* [PROBLEM TO SOLVE] Repeat all entries exactly.

—————

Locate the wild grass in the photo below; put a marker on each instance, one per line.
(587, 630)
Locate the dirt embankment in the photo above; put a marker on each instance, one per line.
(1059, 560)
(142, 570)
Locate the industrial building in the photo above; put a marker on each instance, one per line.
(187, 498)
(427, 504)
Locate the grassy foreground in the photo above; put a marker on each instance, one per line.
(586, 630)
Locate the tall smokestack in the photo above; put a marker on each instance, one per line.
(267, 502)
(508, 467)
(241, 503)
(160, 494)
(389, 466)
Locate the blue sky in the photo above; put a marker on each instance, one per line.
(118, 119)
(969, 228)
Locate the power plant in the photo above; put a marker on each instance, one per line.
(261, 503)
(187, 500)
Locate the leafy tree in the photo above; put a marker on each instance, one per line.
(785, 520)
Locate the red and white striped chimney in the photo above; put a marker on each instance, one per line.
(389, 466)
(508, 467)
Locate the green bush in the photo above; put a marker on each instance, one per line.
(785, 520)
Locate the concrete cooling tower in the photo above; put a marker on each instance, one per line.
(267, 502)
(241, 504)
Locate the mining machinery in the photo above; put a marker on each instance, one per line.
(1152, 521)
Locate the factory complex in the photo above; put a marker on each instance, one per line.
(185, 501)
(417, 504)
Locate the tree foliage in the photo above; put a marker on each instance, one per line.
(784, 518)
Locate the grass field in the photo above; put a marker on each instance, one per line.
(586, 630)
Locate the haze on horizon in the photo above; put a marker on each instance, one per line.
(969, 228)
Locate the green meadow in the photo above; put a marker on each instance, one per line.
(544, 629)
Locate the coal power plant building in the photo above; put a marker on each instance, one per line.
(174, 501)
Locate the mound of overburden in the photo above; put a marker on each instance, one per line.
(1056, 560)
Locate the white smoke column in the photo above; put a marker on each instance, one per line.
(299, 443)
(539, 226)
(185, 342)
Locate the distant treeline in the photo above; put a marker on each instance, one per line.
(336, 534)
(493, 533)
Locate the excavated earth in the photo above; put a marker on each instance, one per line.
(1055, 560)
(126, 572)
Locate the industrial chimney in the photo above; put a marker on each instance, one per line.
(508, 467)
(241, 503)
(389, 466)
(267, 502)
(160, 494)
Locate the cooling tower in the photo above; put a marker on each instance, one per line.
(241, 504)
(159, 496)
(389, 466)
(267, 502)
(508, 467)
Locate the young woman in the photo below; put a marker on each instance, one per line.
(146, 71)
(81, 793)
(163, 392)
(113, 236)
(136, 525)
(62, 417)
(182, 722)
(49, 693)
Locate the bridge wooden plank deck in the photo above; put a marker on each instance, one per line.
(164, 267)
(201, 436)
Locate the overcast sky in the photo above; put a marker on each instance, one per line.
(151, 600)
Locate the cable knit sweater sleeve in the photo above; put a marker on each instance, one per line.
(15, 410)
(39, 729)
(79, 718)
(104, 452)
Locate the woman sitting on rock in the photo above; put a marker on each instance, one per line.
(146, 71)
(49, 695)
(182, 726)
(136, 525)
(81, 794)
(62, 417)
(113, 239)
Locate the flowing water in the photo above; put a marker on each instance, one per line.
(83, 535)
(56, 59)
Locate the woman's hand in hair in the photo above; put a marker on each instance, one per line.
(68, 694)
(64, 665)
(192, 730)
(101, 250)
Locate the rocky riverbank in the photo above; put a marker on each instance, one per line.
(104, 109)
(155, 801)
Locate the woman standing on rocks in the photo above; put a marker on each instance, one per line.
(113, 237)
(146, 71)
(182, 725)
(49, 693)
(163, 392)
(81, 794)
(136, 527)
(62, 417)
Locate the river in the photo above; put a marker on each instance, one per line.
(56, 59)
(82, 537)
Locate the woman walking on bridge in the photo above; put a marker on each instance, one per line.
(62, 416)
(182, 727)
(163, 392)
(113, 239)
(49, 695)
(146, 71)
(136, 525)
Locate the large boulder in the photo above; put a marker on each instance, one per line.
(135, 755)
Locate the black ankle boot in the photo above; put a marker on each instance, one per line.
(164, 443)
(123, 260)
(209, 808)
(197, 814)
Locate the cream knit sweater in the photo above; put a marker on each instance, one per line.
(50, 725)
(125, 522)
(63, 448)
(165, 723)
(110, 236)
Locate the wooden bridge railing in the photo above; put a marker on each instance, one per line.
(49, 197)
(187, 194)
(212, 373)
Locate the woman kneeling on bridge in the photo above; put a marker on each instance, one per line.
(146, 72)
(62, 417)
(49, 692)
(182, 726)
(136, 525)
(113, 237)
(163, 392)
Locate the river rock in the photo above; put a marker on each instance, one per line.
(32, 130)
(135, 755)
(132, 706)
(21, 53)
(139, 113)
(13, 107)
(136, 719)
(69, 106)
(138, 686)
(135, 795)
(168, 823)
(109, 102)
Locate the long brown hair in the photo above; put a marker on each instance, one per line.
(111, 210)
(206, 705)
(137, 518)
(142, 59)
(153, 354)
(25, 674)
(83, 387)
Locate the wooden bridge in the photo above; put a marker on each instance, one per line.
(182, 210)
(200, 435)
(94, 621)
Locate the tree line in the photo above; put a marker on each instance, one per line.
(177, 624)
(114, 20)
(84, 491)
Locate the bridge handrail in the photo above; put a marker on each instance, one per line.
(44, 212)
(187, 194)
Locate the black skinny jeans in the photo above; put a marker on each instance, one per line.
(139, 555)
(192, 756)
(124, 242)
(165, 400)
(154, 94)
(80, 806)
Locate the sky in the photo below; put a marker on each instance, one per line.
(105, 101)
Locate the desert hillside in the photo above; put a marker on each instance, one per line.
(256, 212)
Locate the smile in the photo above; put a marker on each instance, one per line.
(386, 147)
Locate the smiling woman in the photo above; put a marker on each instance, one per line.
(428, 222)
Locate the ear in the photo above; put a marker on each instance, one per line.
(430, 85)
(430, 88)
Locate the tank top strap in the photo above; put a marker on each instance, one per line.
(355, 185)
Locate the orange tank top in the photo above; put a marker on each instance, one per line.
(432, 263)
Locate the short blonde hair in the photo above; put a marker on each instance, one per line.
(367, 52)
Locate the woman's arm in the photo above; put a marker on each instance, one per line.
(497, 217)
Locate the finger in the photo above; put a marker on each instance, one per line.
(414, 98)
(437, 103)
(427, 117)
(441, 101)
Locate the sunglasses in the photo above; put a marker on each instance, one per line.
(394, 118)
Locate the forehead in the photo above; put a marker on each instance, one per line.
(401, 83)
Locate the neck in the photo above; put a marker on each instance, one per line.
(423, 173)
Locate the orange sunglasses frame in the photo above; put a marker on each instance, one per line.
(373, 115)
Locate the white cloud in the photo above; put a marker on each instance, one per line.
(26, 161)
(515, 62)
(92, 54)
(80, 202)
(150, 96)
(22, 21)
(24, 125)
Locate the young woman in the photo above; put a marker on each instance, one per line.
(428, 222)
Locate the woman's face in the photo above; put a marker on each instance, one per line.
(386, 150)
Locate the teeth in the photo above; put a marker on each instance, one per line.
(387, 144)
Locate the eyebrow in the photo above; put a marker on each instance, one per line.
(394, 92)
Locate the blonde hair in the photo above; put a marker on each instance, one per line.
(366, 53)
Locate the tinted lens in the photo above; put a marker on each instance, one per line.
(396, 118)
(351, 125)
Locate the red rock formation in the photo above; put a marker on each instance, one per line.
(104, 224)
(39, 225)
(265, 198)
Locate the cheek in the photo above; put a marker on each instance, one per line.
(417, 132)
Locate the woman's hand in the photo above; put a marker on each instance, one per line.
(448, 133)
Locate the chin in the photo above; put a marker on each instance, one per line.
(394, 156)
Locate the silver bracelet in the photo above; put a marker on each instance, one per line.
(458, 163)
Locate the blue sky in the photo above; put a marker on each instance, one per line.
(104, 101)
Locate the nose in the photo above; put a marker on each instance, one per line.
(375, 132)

—————

* [THE RESPONSE]
Locate the wild grass in the photo below; put a marker on each instance, one per line.
(587, 630)
Locate the dirt embankment in the photo above; put a marker on each instance, one per line.
(1059, 560)
(142, 570)
Locate the industrial building in the photo above; put a marker on each instance, one per line.
(187, 498)
(427, 504)
Locate the grassy foreground in the photo above; put a marker on each instance, one per line.
(586, 630)
Locate the tall smokestack in the photo above; put a marker on each instance, one per line.
(267, 502)
(508, 467)
(241, 503)
(160, 494)
(389, 466)
Locate the blue sky in the photo above; put a marker on each instance, one per line.
(118, 119)
(969, 228)
Locate the power plant in the photo above; put a marker on each instance, one per line.
(261, 503)
(187, 500)
Locate the leafy tree in the photo above; put a marker on each instance, one per line.
(785, 520)
Locate the red and white striped chimney in the photo above; put a marker on each instance, one per line.
(389, 466)
(508, 467)
Locate the green bush in the photo above; put a marker on each instance, one per line.
(785, 520)
Locate the concrete cooling tower in the photo above; put a marker on each instance, one per line.
(267, 502)
(241, 504)
Locate the mining machinery in the photo above; put a marker on each instance, one per line.
(1152, 521)
Locate the factory complex in the photo above; put a marker on each instance, one per line.
(185, 501)
(417, 504)
Locate the tree foliage in the photo above; put a marker on each instance, one per line.
(784, 518)
Locate the grass field in the photo above; put a marker on each instance, one per line.
(586, 630)
Locate the haze on horizon in the photo above; put a marker on each instance, one per line.
(969, 228)
Locate the green meadow in the photo above; put a marker on each instance, one per line.
(544, 629)
Locate the coal power plant building in the photo above; put a marker on each instance, one per line.
(174, 501)
Locate the mound of overburden in the photo above; put a marker on each instance, one per line.
(1056, 560)
Locate the white smoke column in the photo above; put a marker on each instance, one per line.
(299, 443)
(539, 226)
(185, 342)
Locate the distant treeline in the photo above; put a marker on each instance, one per line.
(336, 534)
(493, 533)
Locate the excavated earth in the photo above; put a marker on each instance, one per line.
(1055, 560)
(126, 572)
Locate the industrial chimney in the photo above; put a marker on each instance, one per line.
(508, 467)
(241, 503)
(389, 466)
(267, 502)
(160, 494)
Locate the cooling tower in the photo above; put a marker on each instance, one per line.
(241, 504)
(159, 496)
(389, 466)
(267, 502)
(508, 467)
Locate the young woman in the photo below; put a marker on each instance, one per line.
(146, 71)
(81, 793)
(163, 392)
(113, 236)
(136, 525)
(62, 417)
(182, 722)
(49, 693)
Locate the bridge wooden plank deck in the photo above; put a marker on each instance, one per line.
(164, 267)
(201, 436)
Locate the overcast sky in the photo above; put a marker on each instance, one per line.
(151, 600)
Locate the cable knit sweater sleeve in the photo above; put a marker on each instance, one per line.
(15, 410)
(39, 729)
(79, 718)
(104, 452)
Locate the woman sitting on rock in the photo above; put a marker on each instance, one per line.
(146, 71)
(49, 695)
(182, 726)
(136, 525)
(81, 794)
(62, 417)
(113, 239)
Locate the flowing water in the photo above; put a marker on each instance, one per line.
(83, 535)
(56, 59)
Locate the woman's hand in hair in the photo above; put a marker on each instance, one per line.
(68, 694)
(64, 665)
(192, 730)
(101, 250)
Locate the rocky riverbank in the photo above; put a marker on each instance, one per line.
(104, 109)
(155, 801)
Locate the woman standing on rocks in the photo above; put a marker on each instance, one per line.
(113, 237)
(146, 71)
(182, 725)
(49, 693)
(163, 392)
(81, 794)
(136, 527)
(62, 417)
Locate the river in the photo above; put a marker on each instance, one per line.
(56, 59)
(82, 537)
Locate the woman walking on bridge in the photo above; put a marker on each instance, one per line.
(62, 416)
(182, 727)
(163, 392)
(113, 239)
(49, 695)
(146, 71)
(136, 525)
Locate the large boulder in the photo above; put a marker on each instance, one per line.
(135, 755)
Locate the black ankle boot in the photo above; put a marker on each instance, one per line.
(164, 443)
(123, 260)
(209, 808)
(197, 814)
Locate the cream knit sweater in the photo above; put a marker on each instance, one per line.
(50, 725)
(125, 522)
(63, 448)
(165, 723)
(110, 236)
Locate the wooden bridge railing in the photo above; put a marker on each instance, one per line.
(49, 197)
(187, 194)
(212, 373)
Locate the woman kneeling on bridge in the photo above; put a marker on each instance, one per line.
(146, 72)
(62, 417)
(49, 692)
(182, 726)
(136, 525)
(113, 237)
(163, 392)
Locate the river rock in the photo above; put a marker on each instance, one per line.
(32, 130)
(135, 755)
(132, 706)
(21, 53)
(139, 113)
(13, 107)
(136, 719)
(69, 106)
(138, 686)
(135, 795)
(168, 823)
(109, 102)
Locate the long brown hair in the photo above; put a marker on each instance, one per line.
(111, 210)
(206, 705)
(137, 518)
(142, 59)
(153, 354)
(25, 674)
(83, 387)
Locate the wooden bridge in the photo above; put a marker on each instance, one per line.
(182, 210)
(200, 435)
(94, 621)
Locate the tree line in the photo above; put a marker on each instance, one per line.
(177, 624)
(114, 20)
(84, 491)
Locate the bridge handrail in the photo above; put a marker on each instance, one per line.
(44, 212)
(187, 194)
Locate the black skinny jeans in the photo above; put a marker on each instance, one per line.
(139, 555)
(192, 756)
(124, 242)
(165, 400)
(154, 94)
(80, 806)
Locate the sky in the photo below; put a marker on each instance, one per line.
(105, 101)
Locate the desert hillside in the photo above; put a marker on each instance, one per line.
(256, 212)
Locate the smile in the photo above; put a marker on each instance, one per line.
(386, 147)
Locate the smiling woman in the photo above; put a marker on each instance, one per line.
(428, 222)
Locate the ear in the photo above; put a marker on each instance, one per line.
(430, 85)
(430, 88)
Locate the tank top strap in the photo above; put a marker on each instance, one per line.
(355, 185)
Locate the orange tank top in the photo above; put a marker on each instance, one per line.
(432, 263)
Locate the short blonde hair in the photo above; put a marker on each instance, one per line.
(367, 52)
Locate the woman's arm in the photo above; put a marker on each instance, one per line.
(497, 217)
Locate the finger in the photo above; put a marker on each instance, one per line.
(414, 98)
(437, 103)
(427, 117)
(441, 101)
Locate the sunglasses in the photo above; put a marker on each instance, one per line.
(394, 118)
Locate the forehead in the photo above; put a marker on each instance, one per line.
(401, 83)
Locate the neck in the photo above; put a marker on each instance, one per line.
(423, 173)
Locate the orange sunglasses frame in the photo above; put a marker on each instance, one per line.
(373, 115)
Locate the white cloud in the photo above; put a marker on each instance, one per line.
(26, 161)
(515, 62)
(92, 54)
(80, 202)
(150, 96)
(22, 21)
(24, 125)
Locate the young woman in the photo above; put a marker on each instance, one per line.
(428, 222)
Locate the woman's face in the photo above; put a marker on each instance, one per line.
(386, 150)
Locate the teeth in the photo above; put a marker on each instance, one per line.
(387, 144)
Locate the eyebrow in the photo above; put a marker on each instance, one per line.
(394, 92)
Locate the blonde hair in the photo above; put a marker on each instance, one per line.
(366, 53)
Locate the tinted lens in the photo above; put a marker on each instance, one per line.
(396, 118)
(351, 125)
Locate the red rock formation in the photo above; put a marker on each instance, one per line.
(104, 224)
(39, 225)
(265, 198)
Locate the cheek in the photo above; put a marker on each instance, one per line.
(417, 132)
Locate the woman's hand in the photo above; put a marker on each instance, one per line.
(448, 133)
Locate the chin in the photo above; put a marker on each instance, one per line.
(394, 156)
Locate the silver bracelet in the photo above; put a marker on each instance, one per line.
(458, 163)
Locate the blue sky in the photo above; put a marker on each instance, one per line.
(104, 101)
Locate the nose in the photo above; put a marker on each instance, one per line.
(375, 132)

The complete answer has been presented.